- **The task**
Turn everything from the line containing "trace the outline of every instance of the boat" down to the line containing "M56 112L56 113L55" into a Markdown table with the columns No. and Line, numbering each line and leaving out blank lines.

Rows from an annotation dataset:
= = =

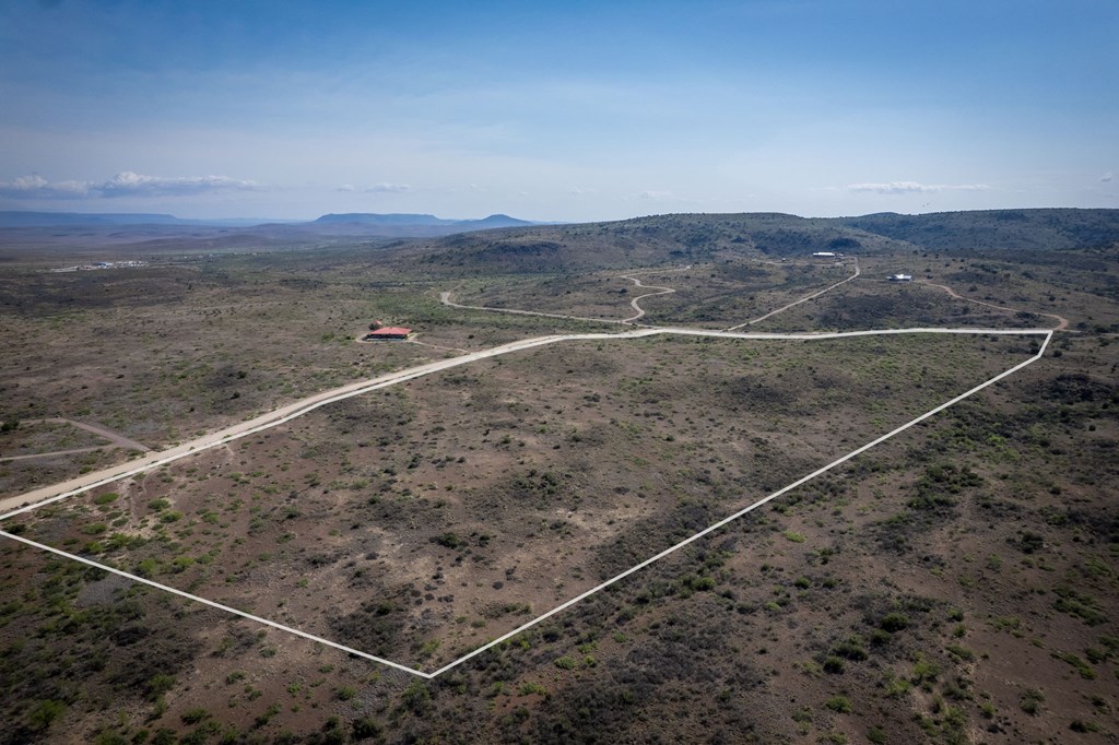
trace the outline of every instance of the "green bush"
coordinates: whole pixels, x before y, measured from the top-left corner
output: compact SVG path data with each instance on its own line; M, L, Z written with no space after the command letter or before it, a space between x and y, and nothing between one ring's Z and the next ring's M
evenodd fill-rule
M27 719L36 729L46 729L57 722L65 710L66 705L63 701L48 698L36 704L27 715Z

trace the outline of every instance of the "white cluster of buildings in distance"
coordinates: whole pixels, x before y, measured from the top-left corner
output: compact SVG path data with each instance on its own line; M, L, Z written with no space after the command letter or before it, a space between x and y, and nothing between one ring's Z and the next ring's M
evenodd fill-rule
M93 264L78 264L77 266L63 266L62 268L50 270L51 272L92 272L100 268L131 268L135 266L147 266L148 262L128 261L128 262L95 262Z

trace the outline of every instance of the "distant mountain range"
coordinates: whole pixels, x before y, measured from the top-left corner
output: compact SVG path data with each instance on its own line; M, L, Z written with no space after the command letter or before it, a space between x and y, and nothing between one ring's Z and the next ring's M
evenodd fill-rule
M270 220L254 217L190 219L157 213L30 213L0 211L0 227L75 227L106 225L187 225L211 227L247 227L274 223L304 220Z
M323 215L319 219L314 220L318 225L323 224L355 224L355 225L410 225L410 226L444 226L453 225L468 227L470 229L486 229L495 227L525 227L528 225L539 225L539 223L530 223L528 220L520 220L516 217L509 217L508 215L490 215L489 217L483 217L480 220L449 220L442 217L435 217L434 215L412 215L393 213L388 215L378 215L376 213L344 213L341 215Z
M435 217L434 215L347 213L341 215L323 215L314 220L275 220L252 217L233 217L225 219L189 219L175 215L153 213L32 213L0 211L0 227L77 227L109 225L182 225L190 227L255 227L258 225L361 225L395 228L460 228L464 230L483 230L498 227L525 227L537 225L520 220L508 215L490 215L482 219L454 220ZM439 230L446 233L446 230Z
M508 215L453 220L425 214L350 213L299 223L186 220L158 214L0 211L0 248L137 252L274 251L356 243L410 252L424 271L594 271L695 263L754 252L912 253L1119 251L1119 209L999 209L806 218L777 213L653 215L581 225ZM396 244L398 241L407 244Z

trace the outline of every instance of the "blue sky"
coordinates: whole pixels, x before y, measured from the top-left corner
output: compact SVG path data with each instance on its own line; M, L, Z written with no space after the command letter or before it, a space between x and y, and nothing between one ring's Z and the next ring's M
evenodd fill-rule
M1119 207L1119 2L0 0L0 209Z

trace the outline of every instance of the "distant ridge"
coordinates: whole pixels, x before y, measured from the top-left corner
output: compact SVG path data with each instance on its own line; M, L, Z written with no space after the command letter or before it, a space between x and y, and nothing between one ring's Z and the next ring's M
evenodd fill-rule
M445 219L442 217L435 217L434 215L422 215L422 214L407 214L407 213L388 213L388 214L377 214L377 213L341 213L341 214L330 214L323 215L322 217L313 220L313 223L319 225L337 225L337 224L354 224L354 225L380 225L380 226L459 226L459 227L472 227L472 228L488 228L488 227L524 227L528 225L535 225L529 220L517 219L516 217L509 217L508 215L490 215L480 220L468 219L468 220L454 220Z
M0 227L73 227L109 225L186 225L213 227L248 227L254 225L298 223L262 217L191 219L158 213L34 213L0 210Z

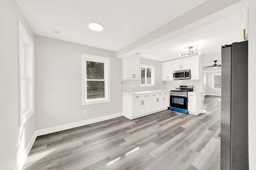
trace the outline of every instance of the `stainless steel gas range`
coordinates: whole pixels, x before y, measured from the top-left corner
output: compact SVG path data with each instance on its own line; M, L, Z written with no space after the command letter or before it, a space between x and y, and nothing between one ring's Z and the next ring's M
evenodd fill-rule
M180 86L170 92L169 109L187 114L188 92L193 92L193 86Z

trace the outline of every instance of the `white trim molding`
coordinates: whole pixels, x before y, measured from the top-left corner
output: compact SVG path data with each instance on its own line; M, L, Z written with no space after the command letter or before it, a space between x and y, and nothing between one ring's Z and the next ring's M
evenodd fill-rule
M68 129L69 129L74 128L79 126L84 126L89 124L93 123L94 123L98 122L119 117L123 115L122 113L113 114L107 116L102 116L99 117L87 120L84 120L82 121L78 121L76 122L72 123L66 125L61 125L54 127L49 127L48 128L44 129L41 130L38 130L36 131L37 136L46 135L49 133L58 132L64 130Z
M26 147L25 150L23 151L20 156L18 158L18 162L14 168L15 170L20 170L23 167L25 162L26 161L26 159L27 159L27 158L28 155L28 154L30 151L31 148L32 148L32 147L33 146L33 145L34 145L34 143L35 142L35 141L36 138L37 136L36 132L36 131L34 132L33 135L32 135L32 137L30 138L30 140L29 140L28 143L27 145L27 146Z

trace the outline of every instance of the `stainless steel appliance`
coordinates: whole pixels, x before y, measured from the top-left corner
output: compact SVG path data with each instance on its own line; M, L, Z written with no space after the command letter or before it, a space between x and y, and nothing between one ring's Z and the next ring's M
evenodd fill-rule
M190 79L190 70L184 70L173 71L173 80Z
M248 41L222 46L220 168L249 169Z
M193 92L193 86L180 86L170 90L169 109L188 113L188 92Z

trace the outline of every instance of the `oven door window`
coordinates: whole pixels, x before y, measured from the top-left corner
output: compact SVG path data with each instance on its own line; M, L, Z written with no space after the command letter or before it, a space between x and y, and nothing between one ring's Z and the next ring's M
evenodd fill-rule
M186 97L170 96L170 106L174 107L187 109L188 98Z
M174 78L181 78L184 77L184 72L173 73Z

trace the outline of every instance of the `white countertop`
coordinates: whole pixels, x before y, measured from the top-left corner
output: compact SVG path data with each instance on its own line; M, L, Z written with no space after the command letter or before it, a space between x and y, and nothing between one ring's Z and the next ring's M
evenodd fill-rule
M196 94L197 93L200 93L202 92L190 92L188 93L190 94Z
M159 92L169 92L170 90L153 90L153 91L148 91L146 92L130 92L129 93L122 93L124 94L130 94L132 95L136 95L136 94L146 94L148 93L158 93Z

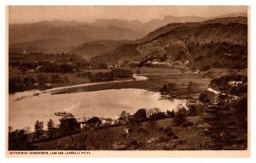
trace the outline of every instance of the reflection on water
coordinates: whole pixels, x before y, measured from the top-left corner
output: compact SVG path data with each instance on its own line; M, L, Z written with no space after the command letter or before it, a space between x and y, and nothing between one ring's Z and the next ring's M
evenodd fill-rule
M24 92L21 95L31 93ZM93 115L117 118L122 110L133 114L141 108L156 107L166 111L185 103L178 99L159 100L159 93L143 89L110 89L57 95L48 93L16 100L20 93L9 95L9 126L15 129L29 126L32 132L36 121L44 121L44 128L50 118L58 124L60 117L55 115L58 111L70 112L77 118Z

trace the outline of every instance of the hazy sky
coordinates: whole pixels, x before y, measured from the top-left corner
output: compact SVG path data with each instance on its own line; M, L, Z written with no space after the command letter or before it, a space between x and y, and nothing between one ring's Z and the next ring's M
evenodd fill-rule
M247 11L247 6L10 6L9 19L11 24L53 20L93 22L96 19L147 22L166 15L213 17Z

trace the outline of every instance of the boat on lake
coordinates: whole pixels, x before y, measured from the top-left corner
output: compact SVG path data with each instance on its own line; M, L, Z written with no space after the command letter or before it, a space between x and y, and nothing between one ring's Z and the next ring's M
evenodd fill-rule
M56 112L56 113L55 113L55 115L56 116L74 117L74 115L73 114L66 113L65 111L64 112Z

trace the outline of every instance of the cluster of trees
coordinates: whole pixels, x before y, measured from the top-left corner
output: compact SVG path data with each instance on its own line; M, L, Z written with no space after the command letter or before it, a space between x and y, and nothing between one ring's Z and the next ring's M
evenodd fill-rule
M239 125L241 128L247 128L247 96L245 95L240 99L230 104L231 108Z
M31 145L27 141L27 132L22 130L9 131L9 150L30 150Z
M112 70L112 73L113 75L113 77L118 77L118 78L127 78L132 76L131 70L128 70L125 69L113 69Z
M21 92L29 89L47 89L51 87L47 83L63 83L69 82L67 76L63 79L58 74L42 75L30 76L15 76L9 80L9 93ZM36 85L36 83L38 83Z
M89 75L89 80L90 82L113 81L113 72L97 72L96 74L90 73Z
M9 66L22 71L38 70L40 72L71 73L74 70L88 68L89 63L80 56L70 53L48 54L42 53L10 53Z
M232 87L229 84L230 82L242 82L242 85L239 87ZM210 82L210 87L215 90L220 90L222 92L239 95L247 92L247 76L234 75L234 76L224 76L219 78L212 79Z
M109 72L84 72L78 73L78 77L88 78L90 82L105 82L113 81L113 78L127 78L131 77L132 71L124 69L113 69Z

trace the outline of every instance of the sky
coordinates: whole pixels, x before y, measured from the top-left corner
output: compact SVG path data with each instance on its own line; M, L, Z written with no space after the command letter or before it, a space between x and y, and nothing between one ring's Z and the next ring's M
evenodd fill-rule
M171 16L215 17L247 13L247 6L9 6L10 24L42 20L75 20L93 22L96 19L137 20Z

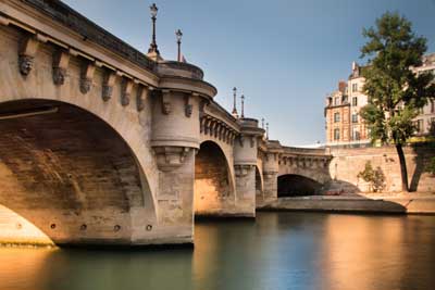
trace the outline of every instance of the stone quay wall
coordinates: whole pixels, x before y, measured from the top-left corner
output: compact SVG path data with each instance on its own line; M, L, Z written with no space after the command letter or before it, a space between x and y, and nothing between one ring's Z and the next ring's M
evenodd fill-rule
M401 191L400 163L395 147L330 150L333 155L330 163L330 188L344 189L349 193L368 192L369 184L359 178L358 174L371 162L374 169L380 167L385 175L384 192ZM434 192L435 176L424 172L424 168L430 159L435 156L435 146L405 147L403 151L411 191Z

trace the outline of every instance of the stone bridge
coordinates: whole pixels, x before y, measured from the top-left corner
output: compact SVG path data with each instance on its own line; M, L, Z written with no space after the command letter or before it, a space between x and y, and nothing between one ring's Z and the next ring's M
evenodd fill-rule
M2 243L191 243L195 215L253 217L295 176L330 178L330 155L266 140L199 67L60 1L2 0L0 41Z

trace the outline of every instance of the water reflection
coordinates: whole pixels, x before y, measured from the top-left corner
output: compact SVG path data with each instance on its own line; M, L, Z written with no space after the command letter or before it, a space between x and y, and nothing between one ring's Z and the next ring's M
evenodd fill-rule
M262 213L195 250L0 249L0 289L435 289L434 216Z

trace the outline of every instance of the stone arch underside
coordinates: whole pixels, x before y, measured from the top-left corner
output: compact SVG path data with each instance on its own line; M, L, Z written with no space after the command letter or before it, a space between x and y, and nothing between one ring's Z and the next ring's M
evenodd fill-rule
M224 215L235 206L228 162L213 141L204 141L195 157L196 215Z
M300 197L321 194L323 185L302 175L286 174L278 176L277 194L283 197Z
M4 102L0 136L2 242L129 243L132 210L153 209L128 144L83 109Z

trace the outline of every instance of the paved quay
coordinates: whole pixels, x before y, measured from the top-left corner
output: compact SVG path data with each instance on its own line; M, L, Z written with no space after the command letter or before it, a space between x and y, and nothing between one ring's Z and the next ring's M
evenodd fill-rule
M258 210L435 214L435 192L278 198Z

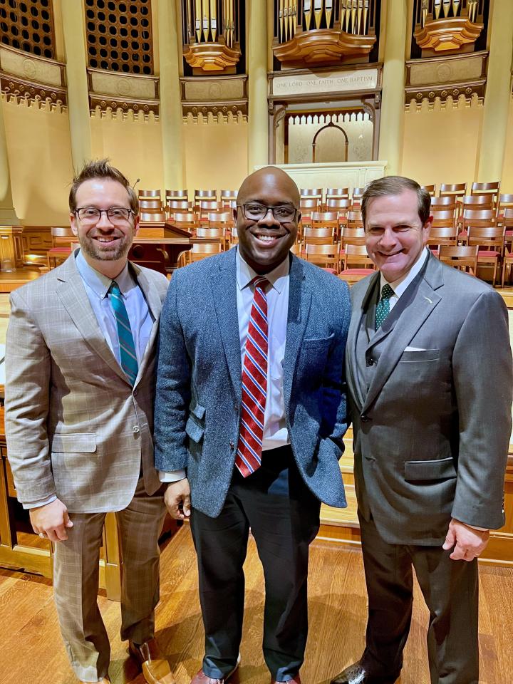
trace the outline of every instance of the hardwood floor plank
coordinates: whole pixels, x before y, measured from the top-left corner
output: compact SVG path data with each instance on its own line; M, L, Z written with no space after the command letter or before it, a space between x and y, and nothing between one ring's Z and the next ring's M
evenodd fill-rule
M264 578L250 539L242 663L233 684L269 684L261 653ZM197 596L196 556L188 526L165 546L157 636L174 668L177 684L189 684L201 666L204 633ZM480 573L481 684L509 684L513 671L513 569L484 567ZM400 684L429 684L425 631L428 610L418 585ZM104 594L104 592L103 592ZM98 598L112 647L113 684L144 684L119 636L119 604ZM301 670L304 684L327 684L358 658L364 645L367 599L359 550L316 542L309 589L310 632ZM49 581L0 570L0 684L76 684L57 623Z

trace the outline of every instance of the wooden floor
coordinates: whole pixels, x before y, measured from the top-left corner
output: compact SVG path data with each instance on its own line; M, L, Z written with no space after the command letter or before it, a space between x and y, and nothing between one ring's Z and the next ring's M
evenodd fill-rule
M234 684L269 684L261 643L263 579L254 544L246 565L247 601L241 653ZM203 630L197 598L195 556L188 527L164 549L157 636L177 684L189 684L201 664ZM510 684L513 672L513 569L481 570L480 651L482 684ZM425 645L427 611L415 588L412 630L400 684L428 684ZM119 638L119 604L100 597L112 644L113 684L144 684ZM359 551L316 542L309 581L310 636L304 684L324 684L363 647L366 594ZM0 684L73 684L57 626L48 581L0 569Z

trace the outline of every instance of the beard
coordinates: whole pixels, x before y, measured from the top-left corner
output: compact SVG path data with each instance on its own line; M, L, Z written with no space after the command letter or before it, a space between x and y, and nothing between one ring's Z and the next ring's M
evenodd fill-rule
M115 261L123 259L128 254L134 237L134 231L130 234L123 234L113 237L118 239L113 244L105 242L101 244L88 235L80 237L80 245L83 252L91 259L100 261Z

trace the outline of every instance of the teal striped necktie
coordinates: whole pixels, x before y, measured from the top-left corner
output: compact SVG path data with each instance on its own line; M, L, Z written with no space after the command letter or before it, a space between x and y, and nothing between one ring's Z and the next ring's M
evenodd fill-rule
M135 353L135 345L132 335L132 328L128 320L128 314L121 296L118 283L113 280L108 289L110 306L113 308L118 325L118 337L120 343L121 368L126 373L132 386L135 383L139 366Z
M393 294L394 291L388 283L385 285L383 285L383 289L381 289L381 298L380 299L378 306L376 306L376 330L381 327L383 321L390 314L390 298L393 295Z

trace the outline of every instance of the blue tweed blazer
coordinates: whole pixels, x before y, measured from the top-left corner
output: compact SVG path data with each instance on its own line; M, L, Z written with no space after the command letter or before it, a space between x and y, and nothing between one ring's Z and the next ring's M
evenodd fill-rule
M185 469L192 506L215 517L230 484L240 420L242 366L236 249L176 271L160 316L155 467ZM290 255L284 362L286 425L306 484L346 505L338 459L347 428L347 286Z

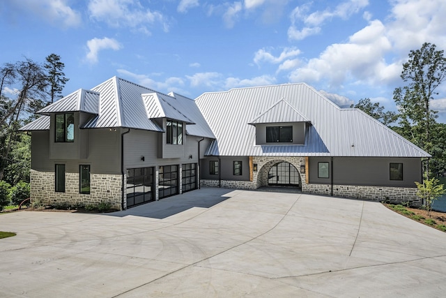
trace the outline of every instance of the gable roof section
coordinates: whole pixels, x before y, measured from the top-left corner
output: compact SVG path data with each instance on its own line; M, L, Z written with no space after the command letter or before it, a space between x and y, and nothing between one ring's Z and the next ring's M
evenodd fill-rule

= = =

- **Task output**
| No. | Line |
|---|---|
| 1 | trace the outline of every instance of the boat on lake |
| 2 | coordinates: whole pixels, x before y, measured from the top-left corner |
| 3 | output: compact SVG path data with each instance on its own line; M, L, Z written with no space after the command letter or before it, a space between x and y, and nothing between one ring's Z and the next ring's M |
| 4 | evenodd fill-rule |
| 5 | M56 112L56 113L55 113L55 115L56 116L74 117L74 115L73 114L66 113L65 111L64 112Z |